Copy the material that follows, swapping every "jersey" for "kit" and leaving everything else as it is.

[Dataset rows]
===

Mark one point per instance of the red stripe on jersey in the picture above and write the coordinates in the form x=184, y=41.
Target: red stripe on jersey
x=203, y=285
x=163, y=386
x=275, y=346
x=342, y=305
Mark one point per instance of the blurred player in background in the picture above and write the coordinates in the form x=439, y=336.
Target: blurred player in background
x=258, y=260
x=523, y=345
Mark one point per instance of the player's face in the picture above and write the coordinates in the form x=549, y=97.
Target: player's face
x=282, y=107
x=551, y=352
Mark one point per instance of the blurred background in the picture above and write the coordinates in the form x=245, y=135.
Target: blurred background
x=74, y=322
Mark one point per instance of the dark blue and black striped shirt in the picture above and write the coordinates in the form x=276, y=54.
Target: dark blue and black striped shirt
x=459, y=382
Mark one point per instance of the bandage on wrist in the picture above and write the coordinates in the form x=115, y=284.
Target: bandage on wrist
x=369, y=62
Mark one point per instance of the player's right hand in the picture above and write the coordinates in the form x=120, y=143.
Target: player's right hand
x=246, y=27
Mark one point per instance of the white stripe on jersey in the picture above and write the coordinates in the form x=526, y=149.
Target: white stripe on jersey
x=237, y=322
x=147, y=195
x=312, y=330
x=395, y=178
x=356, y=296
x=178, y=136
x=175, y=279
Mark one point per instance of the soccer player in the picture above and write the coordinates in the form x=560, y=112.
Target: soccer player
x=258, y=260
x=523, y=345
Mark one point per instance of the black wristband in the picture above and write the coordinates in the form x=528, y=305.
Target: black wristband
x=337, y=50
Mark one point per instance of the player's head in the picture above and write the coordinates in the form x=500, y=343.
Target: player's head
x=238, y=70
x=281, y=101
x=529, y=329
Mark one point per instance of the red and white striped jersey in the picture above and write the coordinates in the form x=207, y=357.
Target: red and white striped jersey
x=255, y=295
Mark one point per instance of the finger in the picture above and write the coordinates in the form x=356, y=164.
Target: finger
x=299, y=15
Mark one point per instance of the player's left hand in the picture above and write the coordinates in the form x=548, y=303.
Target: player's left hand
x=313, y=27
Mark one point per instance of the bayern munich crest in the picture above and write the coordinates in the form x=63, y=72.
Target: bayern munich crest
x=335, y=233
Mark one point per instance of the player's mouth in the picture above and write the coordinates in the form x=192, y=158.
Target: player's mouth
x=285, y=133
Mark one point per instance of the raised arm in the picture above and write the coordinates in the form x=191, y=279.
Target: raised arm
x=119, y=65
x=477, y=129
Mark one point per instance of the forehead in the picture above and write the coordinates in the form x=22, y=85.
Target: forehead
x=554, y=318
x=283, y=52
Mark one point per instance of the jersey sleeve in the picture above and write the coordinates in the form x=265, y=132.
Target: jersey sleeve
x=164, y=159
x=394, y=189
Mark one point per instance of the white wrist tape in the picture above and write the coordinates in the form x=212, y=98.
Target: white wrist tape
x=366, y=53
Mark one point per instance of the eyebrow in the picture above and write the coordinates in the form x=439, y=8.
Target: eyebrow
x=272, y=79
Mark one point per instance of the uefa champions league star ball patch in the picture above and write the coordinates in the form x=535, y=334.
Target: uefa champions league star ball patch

===

> _SOLUTION TO THIS EXERCISE_:
Mark one point per instance of the red stripe on kit in the picture above and write the coordinates in the form x=184, y=41.
Target: red stripe on kit
x=203, y=285
x=163, y=386
x=275, y=346
x=342, y=305
Mark one point per instance of the blurred player in background in the picture above and write the coordinates in the form x=439, y=336.
Target: blurred player in background
x=258, y=260
x=523, y=345
Mark one point per instance of the player's face in the picture above and write the coordinates in the form x=549, y=97.
Target: player's face
x=282, y=107
x=551, y=352
Mark one point per instance of the blurred background in the picture above and write the coordinates in the form x=245, y=135.
Target: blurred background
x=74, y=322
Mark one point per instance of the dark blue and black striped shirt in the picture above and write the coordinates in the form x=276, y=54.
Target: dark blue and black striped shirt
x=459, y=382
Mark one point per instance of the bandage on wrist in the picture above and write the coordinates in the form x=115, y=284.
Target: bandage on wrist
x=369, y=62
Mark one point per instance of the player's right hand in the picture above and write the coordinates in the form x=120, y=143.
Target: player's right hand
x=246, y=27
Mark one point per instance of the white stripe on kit in the picture above and write the coordinates in the form x=526, y=149.
Target: white stripe on kit
x=237, y=322
x=147, y=195
x=312, y=330
x=395, y=178
x=356, y=296
x=178, y=136
x=175, y=279
Mark one point per instance of the soccer player in the picture above and write the coordinates in the form x=560, y=112.
Target: soccer player
x=258, y=260
x=523, y=345
Mark one point per instance of the black wristband in the picture above and write the coordinates in the form x=528, y=305.
Target: black wristband
x=337, y=50
Mark one point per instance of the player's head in the picture above and write the coordinates in the form x=500, y=343.
Target: player's head
x=238, y=70
x=281, y=101
x=529, y=329
Mark one point per instance of the red and white striped kit in the picture above and write the coordinates in the form x=207, y=357.
Target: red and white striped kit
x=255, y=295
Mark one point per instance of the finger in the picture above and write the coordinates in the form x=356, y=164.
Target: finger
x=299, y=15
Mark one point per instance of the player's left hand in the picture above and write the coordinates in the form x=548, y=303.
Target: player's left hand
x=313, y=27
Mark one point per instance of the bayern munich crest in the picture above and write the coordinates in the form x=63, y=72.
Target: bayern munich crest
x=335, y=233
Mark one point per instance of the player's mouth in the picture above and write the coordinates in the form x=192, y=158.
Target: player's mouth
x=285, y=133
Mark one point per instance of the raised arm in the picture above and write the coordinates in the form x=191, y=279.
Target: raised arm
x=119, y=65
x=477, y=129
Mark one point per instance of the forehead in the picture above and write the coordinates in the form x=22, y=85.
Target: forehead
x=554, y=318
x=283, y=52
Mark one point per instance of the kit sleeve in the picture above and write the coordinates in the form x=265, y=132.
Target: kit sleeve
x=164, y=159
x=394, y=189
Mark one point per instance of the white wrist tape in the picture above and write the coordinates in the form x=212, y=98.
Target: white wrist tape
x=366, y=53
Mark one point per instance of the eyebrow in the picture above and write the coordinates in the form x=439, y=8.
Target: eyebrow
x=272, y=79
Mark one point per instance of the uefa champions league star ball patch in the picture above and write the coordinates in the form x=535, y=334.
Target: uefa champions league star ball patch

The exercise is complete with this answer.